--- Exercise details ---
Scan the records below for lines with the word "gate", then state how many you find and nothing else.

Segment Open

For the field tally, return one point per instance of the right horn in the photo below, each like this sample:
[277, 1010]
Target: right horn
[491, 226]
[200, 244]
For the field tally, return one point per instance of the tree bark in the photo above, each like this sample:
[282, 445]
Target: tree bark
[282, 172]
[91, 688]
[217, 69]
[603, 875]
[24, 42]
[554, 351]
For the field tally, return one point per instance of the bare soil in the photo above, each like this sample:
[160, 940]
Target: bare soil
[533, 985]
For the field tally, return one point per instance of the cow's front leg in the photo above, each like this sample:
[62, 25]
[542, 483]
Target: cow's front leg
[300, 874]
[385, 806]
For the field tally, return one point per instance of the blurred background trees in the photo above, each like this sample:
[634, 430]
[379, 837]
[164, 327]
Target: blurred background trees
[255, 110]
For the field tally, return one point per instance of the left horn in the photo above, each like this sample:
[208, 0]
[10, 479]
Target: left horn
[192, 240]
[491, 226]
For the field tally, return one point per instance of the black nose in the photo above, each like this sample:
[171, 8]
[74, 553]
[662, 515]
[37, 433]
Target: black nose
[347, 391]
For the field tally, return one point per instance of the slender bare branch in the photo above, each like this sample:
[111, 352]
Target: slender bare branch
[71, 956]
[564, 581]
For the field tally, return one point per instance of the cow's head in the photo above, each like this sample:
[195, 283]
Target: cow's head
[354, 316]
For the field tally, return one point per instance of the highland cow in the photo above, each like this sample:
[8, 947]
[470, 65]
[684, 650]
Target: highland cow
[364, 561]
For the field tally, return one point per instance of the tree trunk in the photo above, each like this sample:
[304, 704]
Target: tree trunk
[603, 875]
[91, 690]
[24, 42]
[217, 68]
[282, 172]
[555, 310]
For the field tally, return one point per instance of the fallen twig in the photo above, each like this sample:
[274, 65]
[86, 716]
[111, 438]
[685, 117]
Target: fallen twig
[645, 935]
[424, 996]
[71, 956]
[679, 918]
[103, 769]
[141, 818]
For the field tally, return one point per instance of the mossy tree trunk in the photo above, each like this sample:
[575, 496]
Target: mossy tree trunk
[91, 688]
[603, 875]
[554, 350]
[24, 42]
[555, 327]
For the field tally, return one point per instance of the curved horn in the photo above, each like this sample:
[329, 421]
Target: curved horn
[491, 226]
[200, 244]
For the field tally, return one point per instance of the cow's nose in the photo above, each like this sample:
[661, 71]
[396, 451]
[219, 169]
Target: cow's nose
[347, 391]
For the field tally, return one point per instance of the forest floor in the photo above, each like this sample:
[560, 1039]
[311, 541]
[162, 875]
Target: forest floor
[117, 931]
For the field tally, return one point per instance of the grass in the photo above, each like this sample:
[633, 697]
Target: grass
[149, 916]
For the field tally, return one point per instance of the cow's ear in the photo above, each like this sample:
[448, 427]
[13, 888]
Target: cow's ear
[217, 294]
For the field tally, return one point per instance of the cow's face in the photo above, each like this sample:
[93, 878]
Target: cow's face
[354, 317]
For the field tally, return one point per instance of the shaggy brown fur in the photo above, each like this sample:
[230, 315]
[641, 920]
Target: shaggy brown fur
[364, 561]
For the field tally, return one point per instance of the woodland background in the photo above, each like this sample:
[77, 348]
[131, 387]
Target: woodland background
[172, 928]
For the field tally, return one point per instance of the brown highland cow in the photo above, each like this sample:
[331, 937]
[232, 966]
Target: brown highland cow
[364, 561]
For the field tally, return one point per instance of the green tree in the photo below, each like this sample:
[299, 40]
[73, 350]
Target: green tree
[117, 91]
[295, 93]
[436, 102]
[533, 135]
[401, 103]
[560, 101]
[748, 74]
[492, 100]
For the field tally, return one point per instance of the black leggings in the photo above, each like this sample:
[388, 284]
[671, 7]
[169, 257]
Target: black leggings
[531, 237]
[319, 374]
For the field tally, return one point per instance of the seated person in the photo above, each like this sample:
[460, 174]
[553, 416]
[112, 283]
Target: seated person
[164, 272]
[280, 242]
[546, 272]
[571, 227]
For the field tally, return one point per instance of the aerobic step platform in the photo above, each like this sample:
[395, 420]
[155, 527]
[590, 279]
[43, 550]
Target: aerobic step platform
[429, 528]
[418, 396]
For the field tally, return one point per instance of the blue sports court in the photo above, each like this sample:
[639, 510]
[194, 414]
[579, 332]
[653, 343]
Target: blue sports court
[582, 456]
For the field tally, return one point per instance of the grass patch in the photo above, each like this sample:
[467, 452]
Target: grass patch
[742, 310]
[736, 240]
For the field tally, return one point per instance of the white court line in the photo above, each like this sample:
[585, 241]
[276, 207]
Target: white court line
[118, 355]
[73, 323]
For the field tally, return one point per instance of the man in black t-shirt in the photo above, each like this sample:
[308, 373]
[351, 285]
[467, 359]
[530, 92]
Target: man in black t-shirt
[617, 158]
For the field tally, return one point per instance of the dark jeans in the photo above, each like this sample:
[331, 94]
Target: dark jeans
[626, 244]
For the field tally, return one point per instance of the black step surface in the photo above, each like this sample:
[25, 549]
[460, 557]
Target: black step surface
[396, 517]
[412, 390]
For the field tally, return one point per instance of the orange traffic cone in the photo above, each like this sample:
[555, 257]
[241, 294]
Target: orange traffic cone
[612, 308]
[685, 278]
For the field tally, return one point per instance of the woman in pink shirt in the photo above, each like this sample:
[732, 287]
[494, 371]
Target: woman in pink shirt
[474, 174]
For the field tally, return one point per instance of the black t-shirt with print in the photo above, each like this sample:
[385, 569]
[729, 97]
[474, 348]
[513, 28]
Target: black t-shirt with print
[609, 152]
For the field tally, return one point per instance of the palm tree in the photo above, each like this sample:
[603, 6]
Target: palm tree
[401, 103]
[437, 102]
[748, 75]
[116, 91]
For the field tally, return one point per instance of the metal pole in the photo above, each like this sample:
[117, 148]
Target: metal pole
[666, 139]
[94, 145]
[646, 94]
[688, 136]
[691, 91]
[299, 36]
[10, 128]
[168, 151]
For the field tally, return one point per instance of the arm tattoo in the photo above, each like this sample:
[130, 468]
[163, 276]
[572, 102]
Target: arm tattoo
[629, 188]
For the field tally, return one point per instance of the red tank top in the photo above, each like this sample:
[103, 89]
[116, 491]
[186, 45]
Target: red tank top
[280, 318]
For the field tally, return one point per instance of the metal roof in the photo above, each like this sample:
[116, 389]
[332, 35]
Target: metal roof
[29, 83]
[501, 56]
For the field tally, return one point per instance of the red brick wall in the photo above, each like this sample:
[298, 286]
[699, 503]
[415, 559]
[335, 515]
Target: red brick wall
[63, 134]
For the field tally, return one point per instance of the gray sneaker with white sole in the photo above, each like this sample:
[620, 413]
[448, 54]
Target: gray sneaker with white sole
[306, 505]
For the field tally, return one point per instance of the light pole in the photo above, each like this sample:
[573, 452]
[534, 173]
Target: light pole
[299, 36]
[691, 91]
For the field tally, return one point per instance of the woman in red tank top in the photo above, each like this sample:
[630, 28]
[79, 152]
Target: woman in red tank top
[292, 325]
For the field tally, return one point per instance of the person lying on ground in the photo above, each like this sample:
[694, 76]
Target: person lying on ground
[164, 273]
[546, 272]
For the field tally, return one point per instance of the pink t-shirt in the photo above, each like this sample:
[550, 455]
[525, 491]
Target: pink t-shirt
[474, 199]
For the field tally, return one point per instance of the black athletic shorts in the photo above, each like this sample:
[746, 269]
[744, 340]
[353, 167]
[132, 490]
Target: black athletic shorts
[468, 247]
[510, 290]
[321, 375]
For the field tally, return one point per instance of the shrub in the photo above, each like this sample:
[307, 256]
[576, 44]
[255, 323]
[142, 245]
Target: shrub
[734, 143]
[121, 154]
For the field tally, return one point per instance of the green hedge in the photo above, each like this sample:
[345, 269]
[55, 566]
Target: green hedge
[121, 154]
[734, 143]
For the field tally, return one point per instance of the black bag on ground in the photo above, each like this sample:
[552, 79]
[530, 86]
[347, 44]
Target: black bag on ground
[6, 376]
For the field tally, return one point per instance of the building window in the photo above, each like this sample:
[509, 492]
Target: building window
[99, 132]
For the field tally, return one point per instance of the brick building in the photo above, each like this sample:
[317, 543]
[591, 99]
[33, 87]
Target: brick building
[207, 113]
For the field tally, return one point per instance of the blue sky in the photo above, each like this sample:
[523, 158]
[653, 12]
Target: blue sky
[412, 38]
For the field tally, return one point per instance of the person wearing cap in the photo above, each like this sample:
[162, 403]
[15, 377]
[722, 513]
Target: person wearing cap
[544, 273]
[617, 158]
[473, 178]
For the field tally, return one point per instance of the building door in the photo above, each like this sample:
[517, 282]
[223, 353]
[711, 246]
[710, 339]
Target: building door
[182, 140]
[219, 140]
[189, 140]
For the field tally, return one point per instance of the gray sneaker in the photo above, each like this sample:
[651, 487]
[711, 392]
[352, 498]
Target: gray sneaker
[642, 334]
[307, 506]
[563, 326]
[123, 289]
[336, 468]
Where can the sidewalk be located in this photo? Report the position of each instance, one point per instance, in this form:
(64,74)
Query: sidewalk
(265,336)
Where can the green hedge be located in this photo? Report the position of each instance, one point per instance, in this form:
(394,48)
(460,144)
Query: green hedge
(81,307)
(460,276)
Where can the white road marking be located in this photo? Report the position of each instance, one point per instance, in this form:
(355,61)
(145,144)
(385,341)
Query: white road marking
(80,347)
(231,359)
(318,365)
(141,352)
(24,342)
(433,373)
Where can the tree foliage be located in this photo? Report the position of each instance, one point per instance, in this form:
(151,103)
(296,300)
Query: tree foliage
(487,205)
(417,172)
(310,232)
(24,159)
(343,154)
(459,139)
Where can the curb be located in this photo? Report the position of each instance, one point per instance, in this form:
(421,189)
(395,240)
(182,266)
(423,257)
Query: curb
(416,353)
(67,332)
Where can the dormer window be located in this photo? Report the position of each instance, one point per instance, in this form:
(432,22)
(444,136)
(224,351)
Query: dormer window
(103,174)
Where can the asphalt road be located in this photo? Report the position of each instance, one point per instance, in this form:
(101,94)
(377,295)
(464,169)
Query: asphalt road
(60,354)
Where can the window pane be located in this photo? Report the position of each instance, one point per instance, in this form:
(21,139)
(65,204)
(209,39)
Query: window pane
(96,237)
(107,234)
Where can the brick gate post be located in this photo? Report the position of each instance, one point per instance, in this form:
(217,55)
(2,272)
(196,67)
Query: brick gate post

Segment Closed

--- Solution below ---
2